**Cosa fare:** Ripeti senza alcuna modifica le righe dei record qui sotto. Comincia dalla riga che contiene "eye in the photo above." e fermati dopo quella che contiene "pixel 78 23", includendo entrambe.

**Contenuto del dataset:**
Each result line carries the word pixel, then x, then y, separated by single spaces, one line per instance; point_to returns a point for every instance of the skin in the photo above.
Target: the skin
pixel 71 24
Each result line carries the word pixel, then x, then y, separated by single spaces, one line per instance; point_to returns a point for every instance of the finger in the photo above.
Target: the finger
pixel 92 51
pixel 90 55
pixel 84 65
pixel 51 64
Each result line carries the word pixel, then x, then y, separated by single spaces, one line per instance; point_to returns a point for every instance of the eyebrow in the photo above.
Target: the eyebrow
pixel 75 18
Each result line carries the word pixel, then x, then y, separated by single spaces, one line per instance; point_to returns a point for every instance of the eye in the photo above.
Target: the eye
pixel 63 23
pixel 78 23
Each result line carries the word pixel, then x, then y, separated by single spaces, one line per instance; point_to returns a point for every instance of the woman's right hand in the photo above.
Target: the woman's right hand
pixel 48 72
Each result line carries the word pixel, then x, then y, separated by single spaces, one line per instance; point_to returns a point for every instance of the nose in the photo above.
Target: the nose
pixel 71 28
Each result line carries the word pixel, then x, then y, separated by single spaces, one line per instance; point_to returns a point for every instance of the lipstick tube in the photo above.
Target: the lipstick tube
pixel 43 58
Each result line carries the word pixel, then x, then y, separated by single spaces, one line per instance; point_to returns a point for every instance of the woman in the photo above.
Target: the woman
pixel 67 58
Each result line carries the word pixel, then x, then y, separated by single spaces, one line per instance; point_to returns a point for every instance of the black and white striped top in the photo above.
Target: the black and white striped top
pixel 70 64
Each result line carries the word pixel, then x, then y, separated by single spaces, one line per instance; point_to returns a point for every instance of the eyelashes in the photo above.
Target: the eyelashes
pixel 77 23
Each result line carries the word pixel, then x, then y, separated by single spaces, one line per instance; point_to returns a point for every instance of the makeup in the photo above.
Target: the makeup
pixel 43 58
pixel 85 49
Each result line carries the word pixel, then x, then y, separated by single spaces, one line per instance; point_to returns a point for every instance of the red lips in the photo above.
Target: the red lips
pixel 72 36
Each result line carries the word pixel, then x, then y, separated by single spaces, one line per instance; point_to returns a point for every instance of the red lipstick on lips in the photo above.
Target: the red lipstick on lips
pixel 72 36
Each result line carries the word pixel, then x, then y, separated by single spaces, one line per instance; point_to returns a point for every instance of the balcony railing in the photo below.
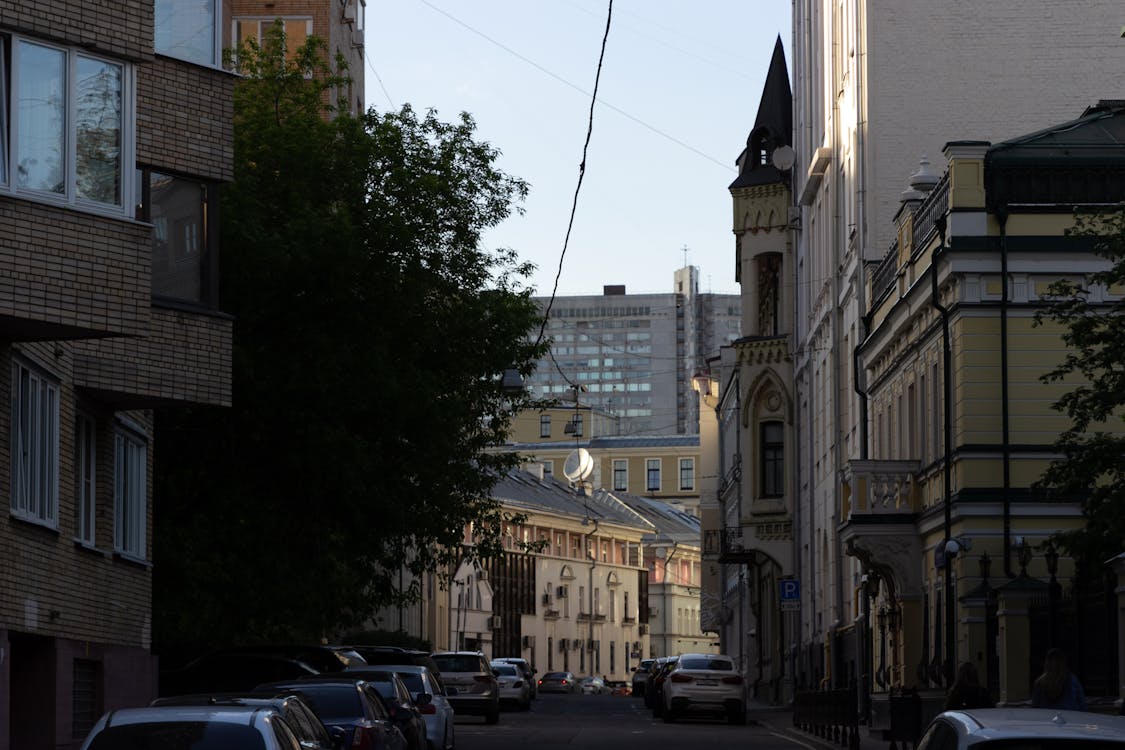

**Risposta:**
Each result line carries the word pixel, then x, then y, separated by single spaces, one line per instance; point_to returns a point for every instance of the eye in the photo above.
Target: the eye
pixel 63 23
pixel 78 23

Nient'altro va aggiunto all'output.